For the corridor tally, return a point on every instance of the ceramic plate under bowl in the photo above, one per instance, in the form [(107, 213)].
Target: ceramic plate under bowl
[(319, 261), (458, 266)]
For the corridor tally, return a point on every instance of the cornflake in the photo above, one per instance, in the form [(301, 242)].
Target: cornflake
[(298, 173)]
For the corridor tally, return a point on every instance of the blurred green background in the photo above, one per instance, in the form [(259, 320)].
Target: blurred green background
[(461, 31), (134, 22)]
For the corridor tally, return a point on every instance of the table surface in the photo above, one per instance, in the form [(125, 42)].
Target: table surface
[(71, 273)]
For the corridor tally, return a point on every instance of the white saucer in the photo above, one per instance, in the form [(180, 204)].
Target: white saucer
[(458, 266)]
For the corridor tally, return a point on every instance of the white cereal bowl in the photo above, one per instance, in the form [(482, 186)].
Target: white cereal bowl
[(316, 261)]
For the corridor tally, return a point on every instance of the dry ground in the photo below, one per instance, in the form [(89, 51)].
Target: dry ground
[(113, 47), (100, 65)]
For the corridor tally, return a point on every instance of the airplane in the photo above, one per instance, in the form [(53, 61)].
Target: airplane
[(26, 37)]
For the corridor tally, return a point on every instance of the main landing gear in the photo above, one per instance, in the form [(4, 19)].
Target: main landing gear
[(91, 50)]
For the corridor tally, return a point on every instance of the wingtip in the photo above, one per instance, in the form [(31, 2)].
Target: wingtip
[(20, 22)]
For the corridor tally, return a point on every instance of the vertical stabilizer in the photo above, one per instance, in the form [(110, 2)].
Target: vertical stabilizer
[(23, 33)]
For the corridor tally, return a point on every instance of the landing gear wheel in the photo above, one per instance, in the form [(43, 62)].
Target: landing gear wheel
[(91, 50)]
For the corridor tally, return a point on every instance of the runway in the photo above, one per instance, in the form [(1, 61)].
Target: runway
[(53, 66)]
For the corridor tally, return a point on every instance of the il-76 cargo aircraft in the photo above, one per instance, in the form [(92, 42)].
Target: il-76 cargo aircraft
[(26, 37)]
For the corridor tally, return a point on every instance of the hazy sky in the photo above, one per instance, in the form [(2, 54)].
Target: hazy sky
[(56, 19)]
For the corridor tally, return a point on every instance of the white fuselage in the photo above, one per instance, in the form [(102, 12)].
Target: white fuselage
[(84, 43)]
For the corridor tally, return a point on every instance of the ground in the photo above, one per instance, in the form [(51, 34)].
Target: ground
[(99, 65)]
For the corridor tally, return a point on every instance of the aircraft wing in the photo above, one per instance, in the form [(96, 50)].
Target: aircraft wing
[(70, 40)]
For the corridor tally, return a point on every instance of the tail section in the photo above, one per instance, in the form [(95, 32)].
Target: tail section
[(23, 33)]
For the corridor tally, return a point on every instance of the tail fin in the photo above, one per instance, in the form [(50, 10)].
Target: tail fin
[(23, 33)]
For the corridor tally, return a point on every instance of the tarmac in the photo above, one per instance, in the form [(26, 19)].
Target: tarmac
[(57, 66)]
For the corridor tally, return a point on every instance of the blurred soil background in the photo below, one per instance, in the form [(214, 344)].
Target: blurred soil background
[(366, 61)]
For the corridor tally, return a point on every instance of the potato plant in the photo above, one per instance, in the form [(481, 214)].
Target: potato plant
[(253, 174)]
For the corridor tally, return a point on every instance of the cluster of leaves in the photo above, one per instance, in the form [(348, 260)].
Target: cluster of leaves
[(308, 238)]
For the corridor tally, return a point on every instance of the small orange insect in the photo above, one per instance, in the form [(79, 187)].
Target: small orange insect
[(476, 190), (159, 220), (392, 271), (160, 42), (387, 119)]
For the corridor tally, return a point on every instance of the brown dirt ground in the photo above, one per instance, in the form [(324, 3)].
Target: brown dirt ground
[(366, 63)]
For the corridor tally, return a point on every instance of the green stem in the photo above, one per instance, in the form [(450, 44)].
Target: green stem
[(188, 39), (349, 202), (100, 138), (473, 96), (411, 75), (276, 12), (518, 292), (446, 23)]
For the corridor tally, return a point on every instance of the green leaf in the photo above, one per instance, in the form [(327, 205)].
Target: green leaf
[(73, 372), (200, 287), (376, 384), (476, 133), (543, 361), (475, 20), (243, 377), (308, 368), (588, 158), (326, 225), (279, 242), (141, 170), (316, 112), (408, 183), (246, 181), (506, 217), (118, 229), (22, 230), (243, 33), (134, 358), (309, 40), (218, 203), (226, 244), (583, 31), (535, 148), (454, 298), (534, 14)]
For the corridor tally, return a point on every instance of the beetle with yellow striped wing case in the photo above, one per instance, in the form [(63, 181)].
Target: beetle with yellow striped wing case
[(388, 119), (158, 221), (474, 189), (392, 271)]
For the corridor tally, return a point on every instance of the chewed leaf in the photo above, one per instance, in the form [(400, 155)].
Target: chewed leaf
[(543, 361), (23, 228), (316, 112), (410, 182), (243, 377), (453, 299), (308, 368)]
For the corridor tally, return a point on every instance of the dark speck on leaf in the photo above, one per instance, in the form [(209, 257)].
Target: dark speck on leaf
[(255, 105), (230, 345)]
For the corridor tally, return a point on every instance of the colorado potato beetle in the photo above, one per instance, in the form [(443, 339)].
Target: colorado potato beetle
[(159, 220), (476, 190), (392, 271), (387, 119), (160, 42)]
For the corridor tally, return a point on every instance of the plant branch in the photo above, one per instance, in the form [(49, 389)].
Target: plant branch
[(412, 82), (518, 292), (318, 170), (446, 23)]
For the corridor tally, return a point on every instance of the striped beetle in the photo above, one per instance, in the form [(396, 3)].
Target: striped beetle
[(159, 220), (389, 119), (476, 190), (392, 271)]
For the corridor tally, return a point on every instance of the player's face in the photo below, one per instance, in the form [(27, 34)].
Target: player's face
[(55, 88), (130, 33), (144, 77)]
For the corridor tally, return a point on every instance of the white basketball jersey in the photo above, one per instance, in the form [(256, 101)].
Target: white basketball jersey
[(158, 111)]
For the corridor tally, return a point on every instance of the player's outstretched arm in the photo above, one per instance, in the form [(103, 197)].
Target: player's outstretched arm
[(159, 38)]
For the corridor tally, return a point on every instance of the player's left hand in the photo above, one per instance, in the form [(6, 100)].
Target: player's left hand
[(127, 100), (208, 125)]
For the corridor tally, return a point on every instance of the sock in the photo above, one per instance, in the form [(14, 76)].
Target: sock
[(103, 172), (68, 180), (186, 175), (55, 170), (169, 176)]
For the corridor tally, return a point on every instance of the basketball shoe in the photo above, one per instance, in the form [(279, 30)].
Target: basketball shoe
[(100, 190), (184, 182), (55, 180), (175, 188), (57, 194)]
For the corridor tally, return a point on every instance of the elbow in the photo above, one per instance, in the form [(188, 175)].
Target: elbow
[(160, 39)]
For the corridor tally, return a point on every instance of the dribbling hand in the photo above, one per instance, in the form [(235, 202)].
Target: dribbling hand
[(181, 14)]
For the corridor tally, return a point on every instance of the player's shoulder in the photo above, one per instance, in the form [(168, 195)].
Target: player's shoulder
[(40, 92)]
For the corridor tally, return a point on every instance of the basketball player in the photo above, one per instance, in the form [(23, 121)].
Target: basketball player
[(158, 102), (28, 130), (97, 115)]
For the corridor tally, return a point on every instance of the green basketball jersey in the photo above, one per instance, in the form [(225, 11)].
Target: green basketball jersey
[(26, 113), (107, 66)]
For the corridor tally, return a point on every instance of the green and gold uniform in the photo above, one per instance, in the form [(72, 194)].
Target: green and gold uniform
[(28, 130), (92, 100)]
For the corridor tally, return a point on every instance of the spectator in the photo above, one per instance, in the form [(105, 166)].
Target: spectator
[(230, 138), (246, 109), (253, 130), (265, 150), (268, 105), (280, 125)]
§
# What is expected
Give all the records again. Match them exactly.

# Answer to the exercise
For the corridor tally, return a point on every instance of the ceramic plate under bowl in the photo above, one per instance, in the form [(107, 213)].
Target: ceramic plate under bowl
[(319, 261), (458, 266)]
For the corridor tally, return a point on every instance of the cornflake in the photo above, one per instance, in the form [(301, 242)].
Target: cornflake
[(298, 173)]
For the corridor tally, return a point on every instance of the blurred green background in the photo above, one per instance, in the form [(259, 320)].
Target: blurred green background
[(461, 31), (134, 22)]
For the corridor tally, return a point on every instance of the table surface in the photo above, one per instance, in the form [(125, 42)].
Target: table surface
[(71, 273)]
For the corridor tally, return a point on every instance of the white saucer in the photo above, one per instance, in the form [(180, 204)].
Target: white saucer
[(458, 266)]
For the corridor tally, return a point on every instance of the white cereal bowl in the photo above, one per instance, in the form [(482, 186)].
Target: white cereal bowl
[(316, 261)]
For the corridor tally, return a point on every instance of the dry ground in the photo below, one per instance, in the form [(89, 51)].
Target: dry ground
[(113, 47), (100, 65)]
For the corridor tally, return a point on every instance of the airplane in the photo above, one per instance, in the form [(53, 61)].
Target: airplane
[(26, 37)]
For the corridor tally, return a point on every instance of the main landing gear in the photo above, one per instance, in the form [(4, 19)].
Target: main landing gear
[(91, 50)]
For the corridor tally, return a point on every instance of the wingtip in the photo above, one per instance, in the form [(31, 2)].
Target: wingtip
[(20, 22)]
For the corridor tally, return a point on every instance of the vertical stabilizer in the photo above, one per instance, in the form [(110, 2)].
Target: vertical stabilizer
[(23, 33)]
For the corridor tally, return a point on every instance of the landing gear wheel in the photo above, one per instance, in the form [(43, 62)].
Target: landing gear wheel
[(91, 50)]
For the corridor tally, return a point on every instance of the runway in the photo above, one per instance, in the form [(1, 61)].
Target: runway
[(53, 66)]
For the corridor tally, return a point on every instance of the il-76 cargo aircraft in the photo above, one per instance, in the form [(92, 42)].
Target: il-76 cargo aircraft
[(26, 37)]
For the corridor tally, return a point on every instance of the hazy sky in the photo above, one per instance, in the form [(2, 54)].
Target: hazy sky
[(56, 19)]
For the corridor tally, return a point on every instance of the white fuselage in the photo above, one per instance, in the form [(102, 12)].
Target: white fuselage
[(84, 43)]
For the corridor tally, return a point on every instance of the ground in the photo above, one per instance, in the form [(51, 34)].
Target: ground
[(99, 65)]
For the corridor tally, return a point on every instance of the aircraft wing in the photo above, one per instance, in the form [(96, 50)].
Target: aircraft wing
[(70, 40)]
For the corridor tally, return a point on every instance of the tail section in the photo above, one per instance, in the form [(95, 32)].
Target: tail section
[(23, 33)]
For the corridor tally, return a point on every instance of the tail fin in the photo above, one per instance, in the form [(50, 10)].
Target: tail fin
[(23, 33)]
For the corridor tally, return a point on every instance of the tarmac in the photo above, one per instance, in the form [(26, 19)].
Target: tarmac
[(57, 66)]
For the corridor tally, return a point on every instance of the blurred soil background in the photo below, one per instance, in the form [(214, 344)].
Target: blurred soil background
[(366, 61)]
For the corridor tally, return a point on every instance of the potato plant in the photo above, one per instance, in the form [(481, 214)].
Target: potato plant
[(253, 174)]
For the corridor tally, return a point on every instance of the cluster of leaves in the photo above, one per instance, in the form [(348, 260)].
Target: cluster of leaves
[(308, 238)]
For the corridor tally, return a point on every instance of the small orange insect in the photo above, one per instance, in the form [(79, 187)].
Target: small orange insect
[(476, 190), (159, 220), (392, 271), (160, 42), (387, 119)]
For the corridor tally, return a point on every instance of the brown dirt ground in the photo above, one per instance, in the form [(324, 3)].
Target: brown dirt ground
[(366, 63)]
For the corridor tally, return a point on every instance of the green stem in the photo above, one per instance, in the form [(450, 44)].
Target: green stem
[(188, 39), (349, 202), (100, 138), (473, 96), (411, 75), (276, 12), (518, 292), (446, 23)]
For the corridor tally, return a point on every instance of the green leaf in the photo above, one per instance, in the form [(327, 205)].
Target: green leaf
[(73, 372), (200, 287), (376, 384), (476, 133), (543, 361), (475, 20), (243, 377), (308, 368), (588, 158), (326, 225), (279, 242), (141, 170), (316, 112), (408, 183), (246, 181), (506, 217), (118, 229), (22, 230), (243, 33), (134, 358), (309, 40), (218, 203), (226, 244), (583, 31), (535, 148), (454, 298), (534, 14)]
For the corridor tally, return a point on every instance of the beetle with yellow striped wing case in the photo above, one per instance, in the form [(63, 181)].
Target: beetle with yellow striped wing case
[(388, 119), (158, 221), (474, 189), (392, 271)]
For the corridor tally, return a point on every instance of the chewed leaf in the photo above, one per instance, in the form [(400, 155)].
Target: chewed leaf
[(543, 361), (23, 228), (316, 112), (410, 182), (243, 377), (453, 299), (308, 368)]
For the corridor tally, return a point on every instance of the dark speck on leaf in the photo above, one per instance, in the form [(209, 257)].
Target: dark speck on leaf
[(255, 105), (230, 345)]
For the corridor tally, return a point on every instance of the colorado potato beetle in the photo above, one per instance, in the form [(443, 339)].
Target: colorado potato beetle
[(159, 220), (476, 190), (392, 271), (387, 119), (160, 42)]
For the corridor tally, return a point on every instance of the plant branch in the photo above, one per instance, in the form [(49, 389)].
Target: plant branch
[(412, 82), (518, 292), (318, 170), (446, 23)]
For the corridor tally, return a point on every instance of the striped beetle in the photo above, one per instance, in the form [(396, 3)].
Target: striped beetle
[(159, 220), (389, 119), (476, 190), (392, 271)]
For the corridor tally, return a point on every instance of the player's face in the photo below, one per instance, in the form [(27, 34)].
Target: player's face
[(55, 88), (130, 33), (144, 77)]
For the corridor tally, return a point on every instance of the white basketball jersey in the photo above, one per instance, in the form [(256, 101)].
Target: white basketball jersey
[(158, 111)]
For the corridor tally, return a point on every instance of the player's outstretched arm in the photo above, one per instance, in the form [(103, 197)].
Target: player's outstretched arm
[(159, 38)]
For the corridor tally, return a point on every instance of the player's left hand in the photo above, one per instance, in the form [(6, 100)].
Target: player's left hand
[(127, 100), (208, 125)]
For the corridor tally, return a point on every instance of the sock in the photo above, one per instance, in the form [(14, 76)].
Target: sock
[(103, 172), (68, 180), (186, 175), (55, 170), (169, 176)]
For the corridor tally, return a point on every instance of the basketball shoe in the photo above, one per instance, in the form [(279, 30)].
Target: basketball shoe
[(100, 190), (184, 182), (55, 180), (175, 188), (57, 194)]
For the corridor tally, return a point on every instance of the elbow in the photo above, one per instance, in the form [(188, 175)].
Target: elbow
[(160, 39)]
For the corridor tally, return a point on every instance of the dribbling hand in the photo above, one per instance, in the form [(235, 202)].
Target: dribbling hand
[(181, 14)]
For the corridor tally, return a point on every instance of the player's shoulder in the photo above, one per instance, in the form [(168, 195)].
Target: player's shoulder
[(40, 92)]
For the corridor tally, return a point on every instance of the basketball player in the photo above, one per instance, in the form [(23, 121)].
Target: basketball player
[(158, 102), (28, 130), (97, 115)]
For the corridor tally, return a point on every instance of the green basketball jersey in the photo above, one per instance, in the form [(225, 11)].
Target: green basketball jersey
[(26, 113), (107, 66)]
For the corridor tally, return a point on every instance of the green and gold uniform in the photo above, one per instance, in the form [(72, 194)].
Target: green and gold uniform
[(28, 130), (92, 100)]
For the corridor tally, return a point on every instance of the spectator in the photo above, one per instance, in the form [(105, 166)].
Target: spectator
[(230, 138), (246, 109), (253, 130), (265, 150), (268, 105), (280, 125)]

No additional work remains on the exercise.